Estratto della pagina
= = = =

Prima di offrirvi una rosa di acconciature conosciutissime in tutto il mondo, desidero raccontarvi un po’ di alcuni stili molto significativi nella cultura Igbo e Yoruba. Tra gli Igbo era molto pregiata l’acconciatura crestata, chiamata Ojongo, popolare fino alla metà del 20° secolo e caratteristica distintiva delle arti Igbo raffiguranti le donne. Le donne usavano ornamenti come filo, piume, conchiglie di ciprea (che poi era la valuta della maggior parte dei popoli del West Africa), ossa, legno, perline, o stoffa. Per stilizzarli venivano usati anche fango contenente minerali colorati, polvere o pasta di camwood (sandalo africano) gialla e rossa e olio di palma e carbone. Isi/Ishi owu, è, invece, un’acconciatura a filetto (forse l’avete visto indossata spesso dalla scrittrice nigeriana (Igbo) Chimamanda Ngozi Adichie) è ancora popolare tra le donne sposate nelle aree rurali.
Tra gli Yoruba, invece, le donne sono molto creative quando si tratta di stile, bellezza, moda e capelli. La loro storia e il loro folklore influenzano i loro design tradizionali e persino quelli moderni, che sono generalmente raggruppati per metodo di styling. I due metodi di base sono i capelli intrecciati a mano (irun didi) e i capelli legati con filo o intrecciati (irun kiko).

= = = =

Voci
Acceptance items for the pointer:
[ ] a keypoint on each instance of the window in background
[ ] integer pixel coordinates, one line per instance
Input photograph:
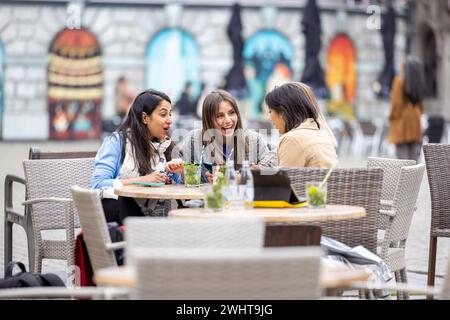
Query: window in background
(1, 89)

= = = =

Istruzioni di lavoro
• 1. Trascrivi il passo del testo sulle acconciature Igbo e Yoruba che comincia con "Prima di offrirvi" e prosegue fino a "nelle aree rurali.".
• 2. Riprendi il testo sulle acconciature Igbo e Yoruba dal punto in cui si ferma e continualo.

Risposte finali
• 1.
Prima di offrirvi una rosa di acconciature conosciutissime in tutto il mondo, desidero raccontarvi un po’ di alcuni stili molto significativi nella cultura Igbo e Yoruba. Tra gli Igbo era molto pregiata l’acconciatura crestata, chiamata Ojongo, popolare fino alla metà del 20° secolo e caratteristica distintiva delle arti Igbo raffiguranti le donne. Le donne usavano ornamenti come filo, piume, conchiglie di ciprea (che poi era la valuta della maggior parte dei popoli del West Africa), ossa, legno, perline, o stoffa. Per stilizzarli venivano usati anche fango contenente minerali colorati, polvere o pasta di camwood (sandalo africano) gialla e rossa e olio di palma e carbone. Isi/Ishi owu, è, invece, un’acconciatura a filetto (forse l’avete visto indossata spesso dalla scrittrice nigeriana (Igbo) Chimamanda Ngozi Adichie) è ancora popolare tra le donne sposate nelle aree rurali.

• 2.
Ogni acconciatura Yoruba ha un nome significativo che celebra un’occasione, un evento storico o un design estetico. Alcuni indicano lo stato sociale, il matrimonio, la raffinatezza, la giovinezza o il lutto, mentre altri possono rappresentare un commento sociale. Tra i più conosciuti è lo Shuku (o aka suku), che prevede l’intreccio per formare una gobba sulla sommità della testa. Ci sono molte varianti di questo stile popolare, tradizionalmente riservata alle mogli dei reali, ma ora è comune tra le signorine, le studentesse e le donne sposate.
Poi vi è anche l’ Ogun pari, letteralmente significa “fine della guerra“, creata per commemorare la fine della guerra civile nigeriana. I capelli naturali sono divisi in grandi sezioni e il filo da intreccio di plastica viene utilizzato per realizzare trecce lunghe e sottili. Le trecce vengono quindi piegate in grandi archi, collegando le cime sottili alla parte inferiore delle trecce adiacenti. Altri due stili che vale la pena menzionare, tra le miriadi esistenti sono anche l’ Ilari Osanyin e il Dada.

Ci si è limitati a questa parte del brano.